TASK BRIEF:
Rename "rough mask" to "coarse mask" throughout the lines below, leaving everything else as it is.

Entries taken from a collection:
***
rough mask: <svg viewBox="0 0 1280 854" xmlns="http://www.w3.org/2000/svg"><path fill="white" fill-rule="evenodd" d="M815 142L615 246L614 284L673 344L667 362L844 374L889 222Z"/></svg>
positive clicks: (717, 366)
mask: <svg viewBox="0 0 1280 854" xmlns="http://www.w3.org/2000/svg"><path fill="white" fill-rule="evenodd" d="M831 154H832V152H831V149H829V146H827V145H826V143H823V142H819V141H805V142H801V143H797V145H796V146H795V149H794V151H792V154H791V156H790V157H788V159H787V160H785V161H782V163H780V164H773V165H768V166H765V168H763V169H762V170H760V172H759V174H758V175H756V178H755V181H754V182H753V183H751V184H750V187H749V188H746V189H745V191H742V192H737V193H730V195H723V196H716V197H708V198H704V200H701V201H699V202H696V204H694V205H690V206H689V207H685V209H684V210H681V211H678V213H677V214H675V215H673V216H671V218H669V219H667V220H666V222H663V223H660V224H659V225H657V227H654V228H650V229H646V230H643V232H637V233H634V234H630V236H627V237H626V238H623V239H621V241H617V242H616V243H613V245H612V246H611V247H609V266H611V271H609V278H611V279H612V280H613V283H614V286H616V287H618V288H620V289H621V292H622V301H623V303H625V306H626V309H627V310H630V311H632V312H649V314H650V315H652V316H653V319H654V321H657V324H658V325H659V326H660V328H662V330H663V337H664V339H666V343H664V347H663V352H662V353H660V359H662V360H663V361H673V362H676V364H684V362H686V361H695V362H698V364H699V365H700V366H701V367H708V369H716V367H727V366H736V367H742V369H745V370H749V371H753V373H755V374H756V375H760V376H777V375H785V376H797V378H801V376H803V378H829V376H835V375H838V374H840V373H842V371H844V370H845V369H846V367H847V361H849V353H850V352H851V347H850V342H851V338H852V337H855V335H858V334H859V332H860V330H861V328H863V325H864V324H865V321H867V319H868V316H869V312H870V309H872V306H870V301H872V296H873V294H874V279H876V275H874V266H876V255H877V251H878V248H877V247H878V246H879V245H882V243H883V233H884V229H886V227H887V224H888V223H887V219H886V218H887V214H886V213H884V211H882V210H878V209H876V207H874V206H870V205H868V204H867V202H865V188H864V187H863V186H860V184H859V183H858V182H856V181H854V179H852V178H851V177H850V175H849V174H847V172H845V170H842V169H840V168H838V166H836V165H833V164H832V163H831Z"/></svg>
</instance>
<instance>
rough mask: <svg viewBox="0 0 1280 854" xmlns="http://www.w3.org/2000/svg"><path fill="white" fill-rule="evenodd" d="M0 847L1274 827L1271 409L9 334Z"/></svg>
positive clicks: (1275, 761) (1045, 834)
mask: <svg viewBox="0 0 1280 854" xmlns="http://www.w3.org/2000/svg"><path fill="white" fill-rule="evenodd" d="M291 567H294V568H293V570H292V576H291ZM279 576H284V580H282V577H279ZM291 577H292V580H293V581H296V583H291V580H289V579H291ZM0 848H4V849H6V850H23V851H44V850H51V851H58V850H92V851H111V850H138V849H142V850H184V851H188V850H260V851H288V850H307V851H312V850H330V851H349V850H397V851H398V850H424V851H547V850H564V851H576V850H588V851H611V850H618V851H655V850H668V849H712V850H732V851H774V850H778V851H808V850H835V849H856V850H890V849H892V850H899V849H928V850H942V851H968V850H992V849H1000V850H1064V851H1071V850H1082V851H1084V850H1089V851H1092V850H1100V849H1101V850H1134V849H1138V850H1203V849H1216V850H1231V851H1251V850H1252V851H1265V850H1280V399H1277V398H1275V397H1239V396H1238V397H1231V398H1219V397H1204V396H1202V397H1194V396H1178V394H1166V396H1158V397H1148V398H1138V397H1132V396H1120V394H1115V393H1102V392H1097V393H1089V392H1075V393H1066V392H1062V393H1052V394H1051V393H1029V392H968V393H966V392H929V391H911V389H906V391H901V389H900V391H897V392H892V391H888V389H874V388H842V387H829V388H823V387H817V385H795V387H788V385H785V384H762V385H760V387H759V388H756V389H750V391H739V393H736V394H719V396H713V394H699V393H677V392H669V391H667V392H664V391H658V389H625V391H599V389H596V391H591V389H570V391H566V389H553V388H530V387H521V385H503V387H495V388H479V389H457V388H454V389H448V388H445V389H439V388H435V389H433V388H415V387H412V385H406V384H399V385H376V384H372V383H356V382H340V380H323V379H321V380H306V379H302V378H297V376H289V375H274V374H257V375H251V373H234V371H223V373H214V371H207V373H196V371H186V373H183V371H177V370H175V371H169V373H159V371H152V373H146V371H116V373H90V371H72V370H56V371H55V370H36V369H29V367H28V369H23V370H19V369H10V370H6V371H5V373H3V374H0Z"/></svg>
***
OUTPUT BELOW:
coarse mask: <svg viewBox="0 0 1280 854" xmlns="http://www.w3.org/2000/svg"><path fill="white" fill-rule="evenodd" d="M815 142L615 246L614 284L673 344L667 362L844 374L889 222Z"/></svg>
positive clicks: (717, 366)
mask: <svg viewBox="0 0 1280 854" xmlns="http://www.w3.org/2000/svg"><path fill="white" fill-rule="evenodd" d="M831 154H832V152H831V149H829V146H827V145H826V143H823V142H819V141H805V142H801V143H797V145H796V146H795V149H794V151H792V154H791V156H790V157H788V159H787V160H785V161H782V163H780V164H773V165H768V166H765V168H763V169H762V170H760V172H759V174H758V175H756V178H755V181H754V182H753V183H751V184H750V187H749V188H746V189H745V191H742V192H737V193H730V195H723V196H716V197H708V198H704V200H701V201H699V202H696V204H694V205H690V206H689V207H685V209H684V210H681V211H678V213H677V214H675V215H673V216H671V218H669V219H667V220H666V222H663V223H660V224H659V225H657V227H654V228H650V229H646V230H643V232H637V233H634V234H630V236H627V237H626V238H623V239H621V241H617V242H616V243H613V245H612V246H611V247H609V266H611V271H609V278H611V279H612V280H613V283H614V286H616V287H618V288H620V289H621V292H622V301H623V303H625V306H626V309H627V310H630V311H632V312H649V314H650V315H652V316H653V319H654V321H657V324H658V325H659V326H660V328H662V330H663V337H664V339H666V343H664V347H663V352H662V353H660V359H662V360H663V361H673V362H676V364H684V362H686V361H695V362H698V364H699V365H700V366H701V367H708V369H716V367H727V366H736V367H742V369H745V370H749V371H753V373H755V374H756V375H760V376H777V375H785V376H797V378H801V376H803V378H829V376H835V375H838V374H840V373H842V371H844V370H845V369H846V367H847V361H849V353H850V352H851V347H850V342H851V338H852V337H855V335H858V334H859V332H860V330H861V328H863V325H864V324H865V321H867V319H868V316H869V312H870V309H872V306H870V301H872V296H873V294H874V279H876V275H874V266H876V255H877V251H878V248H877V247H878V246H879V245H882V243H883V233H884V229H886V227H887V224H888V223H887V219H886V218H887V214H886V213H884V211H882V210H878V209H876V207H874V206H870V205H868V204H867V202H865V188H864V187H863V186H860V184H859V183H858V182H856V181H854V179H852V178H851V177H850V175H849V174H847V172H845V170H842V169H840V168H838V166H836V165H833V164H832V163H831Z"/></svg>
</instance>
<instance>
coarse mask: <svg viewBox="0 0 1280 854" xmlns="http://www.w3.org/2000/svg"><path fill="white" fill-rule="evenodd" d="M0 847L1274 827L1271 409L9 334Z"/></svg>
positive clicks: (1275, 761) (1045, 834)
mask: <svg viewBox="0 0 1280 854" xmlns="http://www.w3.org/2000/svg"><path fill="white" fill-rule="evenodd" d="M291 567H294V568H293V570H292V576H291ZM279 576H284V580H282V577H279ZM291 577H292V580H293V581H296V583H291V580H289V579H291ZM0 848H4V849H6V850H23V851H44V850H51V851H58V850H92V851H111V850H138V849H142V850H184V851H188V850H260V851H288V850H307V851H312V850H330V851H349V850H397V851H398V850H424V851H547V850H564V851H576V850H588V851H611V850H618V851H655V850H668V849H712V850H732V851H774V850H778V851H808V850H835V849H856V850H890V849H892V850H899V849H928V850H942V851H968V850H992V849H1000V850H1064V851H1071V850H1082V851H1084V850H1089V851H1092V850H1100V849H1101V850H1134V849H1138V850H1203V849H1216V850H1231V851H1251V850H1252V851H1265V850H1280V399H1277V398H1275V397H1239V396H1238V397H1231V398H1219V397H1204V396H1202V397H1194V396H1178V394H1166V396H1158V397H1148V398H1138V397H1132V396H1120V394H1115V393H1102V392H1097V393H1089V392H1075V393H1066V392H1062V393H1052V394H1051V393H1029V392H968V393H966V392H929V391H911V389H906V391H901V389H900V391H897V392H892V391H888V389H874V388H842V387H829V388H823V387H817V385H795V387H788V385H785V384H762V385H760V387H759V388H756V389H750V391H739V393H736V394H719V396H713V394H699V393H677V392H669V391H667V392H664V391H658V389H625V391H599V389H596V391H591V389H570V391H566V389H553V388H530V387H521V385H503V387H495V388H479V389H457V388H454V389H448V388H445V389H439V388H435V389H433V388H415V387H412V385H406V384H399V385H376V384H372V383H356V382H340V380H323V379H321V380H306V379H302V378H297V376H289V375H274V374H257V375H251V373H234V371H223V373H214V371H207V373H196V371H186V373H183V371H177V370H175V371H169V373H159V371H152V373H146V371H116V373H90V371H72V370H56V371H55V370H36V369H29V367H28V369H23V370H19V369H10V370H6V371H5V373H3V374H0Z"/></svg>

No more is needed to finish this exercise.